— Text under study —
^^^^^^^^

What we hear
The Fed prioritizes inflation over bank turmoil with its latest rate hike
By Li Zhouli@vox.com Updated Mar 22, 2023
In recent months, inflation has slowed but remains high. Consumer prices, for instance, are still roughly 6 percent higher than they were at this point last year, and many experts had urged the Fed to hold off on another increase until the dust had settled on the instability in the banking sector.
Additionally, such hikes could hasten the possibility of the country going into a recession. Higher interest rates are designed to reduce economic activity, including consumer spending and hiring. Contractions in bank lending could also reduce economic activity and add to a slowdown. Should spending, hiring, and lending fall too much, that’s a recipe for a recession.
What we don’t hear
Can U.S. Contain China Via Supply Chains?
Mar 09, 2023
Zhang Monan Deputy Director of Institute of American and European Studies, CCIEE
(The Chines researchers are biased, but the numbers are accurate)
It, (US), uses sanctions to force manufacturing transfers, seriously disrupting the international division of labor in the global industrial arena and rattling global supply chains, which have also shown signs of de-Sinicization. The share of U.S. imports sourced from China declined from 21.4 percent in 2018 to 17.7 percent in 2021
Kearney Management Consultants ran an index calculation comparing U.S. imports from China (including Hong Kong) with U.S. imports from 14 low-cost economies in Asia, to gauge the degree of de-Sinicization. The index has fallen from 66 percent at the start of Trump’s presidency to 55 percent by the end of 2021, a decline of 11 percentage points in five years. This represents a decline in U.S. dependence on the Chinese industrial chain.

^^^^^^^^

— Data records —
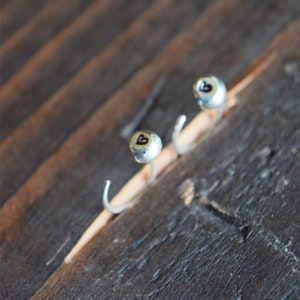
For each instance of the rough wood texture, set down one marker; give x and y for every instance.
(60, 127)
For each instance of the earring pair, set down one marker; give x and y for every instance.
(146, 145)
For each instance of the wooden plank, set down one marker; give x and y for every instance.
(50, 68)
(244, 175)
(83, 94)
(23, 44)
(43, 220)
(25, 10)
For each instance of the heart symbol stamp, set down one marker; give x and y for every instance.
(142, 140)
(205, 87)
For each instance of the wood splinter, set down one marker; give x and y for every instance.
(191, 133)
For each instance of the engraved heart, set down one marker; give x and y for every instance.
(142, 140)
(205, 87)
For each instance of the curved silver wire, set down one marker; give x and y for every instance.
(176, 132)
(180, 121)
(105, 201)
(120, 209)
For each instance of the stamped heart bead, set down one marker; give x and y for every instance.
(210, 91)
(145, 145)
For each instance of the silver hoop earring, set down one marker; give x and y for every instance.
(210, 93)
(145, 146)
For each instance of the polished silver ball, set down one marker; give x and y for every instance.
(145, 146)
(210, 92)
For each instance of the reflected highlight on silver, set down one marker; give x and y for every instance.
(145, 146)
(210, 92)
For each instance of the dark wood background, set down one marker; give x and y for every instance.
(73, 74)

^^^^^^^^

— Exercise requirements —
Reproduce the entire text above on the Fed's rate hike and U.S. supply chains with China, word for word with every line included.

— Result —
What we hear
The Fed prioritizes inflation over bank turmoil with its latest rate hike
By Li Zhouli@vox.com Updated Mar 22, 2023
In recent months, inflation has slowed but remains high. Consumer prices, for instance, are still roughly 6 percent higher than they were at this point last year, and many experts had urged the Fed to hold off on another increase until the dust had settled on the instability in the banking sector.
Additionally, such hikes could hasten the possibility of the country going into a recession. Higher interest rates are designed to reduce economic activity, including consumer spending and hiring. Contractions in bank lending could also reduce economic activity and add to a slowdown. Should spending, hiring, and lending fall too much, that’s a recipe for a recession.
What we don’t hear
Can U.S. Contain China Via Supply Chains?
Mar 09, 2023
Zhang Monan Deputy Director of Institute of American and European Studies, CCIEE
(The Chines researchers are biased, but the numbers are accurate)
It, (US), uses sanctions to force manufacturing transfers, seriously disrupting the international division of labor in the global industrial arena and rattling global supply chains, which have also shown signs of de-Sinicization. The share of U.S. imports sourced from China declined from 21.4 percent in 2018 to 17.7 percent in 2021
Kearney Management Consultants ran an index calculation comparing U.S. imports from China (including Hong Kong) with U.S. imports from 14 low-cost economies in Asia, to gauge the degree of de-Sinicization. The index has fallen from 66 percent at the start of Trump’s presidency to 55 percent by the end of 2021, a decline of 11 percentage points in five years. This represents a decline in U.S. dependence on the Chinese industrial chain.